(MATERIAL TO PROCESS)
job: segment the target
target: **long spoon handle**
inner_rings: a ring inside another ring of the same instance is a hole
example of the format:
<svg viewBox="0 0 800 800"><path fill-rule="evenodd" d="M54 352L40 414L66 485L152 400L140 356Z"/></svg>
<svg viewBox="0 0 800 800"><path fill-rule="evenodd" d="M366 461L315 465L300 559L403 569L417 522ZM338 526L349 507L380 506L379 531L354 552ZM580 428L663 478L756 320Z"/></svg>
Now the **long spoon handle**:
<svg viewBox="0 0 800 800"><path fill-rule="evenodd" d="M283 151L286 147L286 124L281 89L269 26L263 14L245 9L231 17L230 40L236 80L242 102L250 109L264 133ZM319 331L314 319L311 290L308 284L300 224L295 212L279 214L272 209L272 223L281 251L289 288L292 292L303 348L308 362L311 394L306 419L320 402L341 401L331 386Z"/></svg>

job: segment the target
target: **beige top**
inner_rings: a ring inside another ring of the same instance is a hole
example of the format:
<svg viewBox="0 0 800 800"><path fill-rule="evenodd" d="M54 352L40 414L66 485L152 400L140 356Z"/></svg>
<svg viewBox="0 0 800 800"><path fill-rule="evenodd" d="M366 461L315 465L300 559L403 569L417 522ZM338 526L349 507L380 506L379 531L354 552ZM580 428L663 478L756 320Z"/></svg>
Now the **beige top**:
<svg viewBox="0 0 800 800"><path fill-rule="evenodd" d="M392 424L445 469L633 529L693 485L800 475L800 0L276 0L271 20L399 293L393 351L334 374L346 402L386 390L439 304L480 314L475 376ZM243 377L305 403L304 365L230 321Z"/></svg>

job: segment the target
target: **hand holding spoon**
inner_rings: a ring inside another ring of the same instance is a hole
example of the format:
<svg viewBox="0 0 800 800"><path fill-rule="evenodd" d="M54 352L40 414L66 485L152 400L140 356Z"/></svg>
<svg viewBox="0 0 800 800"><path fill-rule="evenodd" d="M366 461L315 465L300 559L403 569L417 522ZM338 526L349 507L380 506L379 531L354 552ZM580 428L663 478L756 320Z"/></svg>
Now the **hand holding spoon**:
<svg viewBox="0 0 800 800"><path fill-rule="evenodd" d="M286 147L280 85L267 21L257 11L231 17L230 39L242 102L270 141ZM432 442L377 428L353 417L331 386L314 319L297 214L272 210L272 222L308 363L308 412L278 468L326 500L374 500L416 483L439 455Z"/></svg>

(WHAT YOU NEED TO DO) Could you copy the whole listing above word for word, leaving every line unchanged?

(TASK OUTPUT)
job: segment the target
target: **long spoon handle**
inner_rings: a ring inside another ring of the same instance is a hole
example of the format:
<svg viewBox="0 0 800 800"><path fill-rule="evenodd" d="M54 352L40 414L66 485L152 400L140 356Z"/></svg>
<svg viewBox="0 0 800 800"><path fill-rule="evenodd" d="M366 461L315 465L300 559L403 569L417 522ZM338 526L349 507L380 506L379 531L354 552ZM580 428L663 478L756 320Z"/></svg>
Now the **long spoon handle**:
<svg viewBox="0 0 800 800"><path fill-rule="evenodd" d="M283 151L286 147L286 124L281 89L269 26L263 14L245 9L231 17L230 40L236 80L242 102L250 109L264 133ZM319 331L314 319L311 290L308 284L300 224L295 212L279 214L272 209L272 223L281 251L289 288L292 292L303 348L308 362L311 394L306 419L320 402L341 401L331 386Z"/></svg>

job: segment the target
target: **beige top**
inner_rings: a ring inside another ring of the same instance is a hole
example of the format:
<svg viewBox="0 0 800 800"><path fill-rule="evenodd" d="M54 352L40 414L66 485L152 400L140 356Z"/></svg>
<svg viewBox="0 0 800 800"><path fill-rule="evenodd" d="M366 461L315 465L300 559L403 569L417 522ZM338 526L349 507L380 506L379 531L354 552ZM580 428L663 478L756 320Z"/></svg>
Now the **beige top**:
<svg viewBox="0 0 800 800"><path fill-rule="evenodd" d="M392 424L445 469L633 529L693 485L800 475L800 0L276 0L271 20L399 293L393 351L334 374L346 402L386 390L439 304L480 314L475 376ZM243 377L305 403L304 365L230 321Z"/></svg>

job: segment the target
target: **hand holding spoon**
inner_rings: a ring inside another ring of the same instance is a hole
example of the format:
<svg viewBox="0 0 800 800"><path fill-rule="evenodd" d="M54 352L40 414L66 485L152 400L140 356Z"/></svg>
<svg viewBox="0 0 800 800"><path fill-rule="evenodd" d="M366 461L315 465L300 559L403 569L417 522ZM338 526L349 507L380 506L379 531L354 552ZM580 428L663 478L756 320Z"/></svg>
Now the **hand holding spoon**:
<svg viewBox="0 0 800 800"><path fill-rule="evenodd" d="M286 147L280 85L267 21L257 11L231 17L230 39L242 102L270 141ZM432 442L377 428L353 417L331 386L314 319L297 214L272 210L272 222L308 363L308 412L278 468L326 500L374 500L416 483L439 455Z"/></svg>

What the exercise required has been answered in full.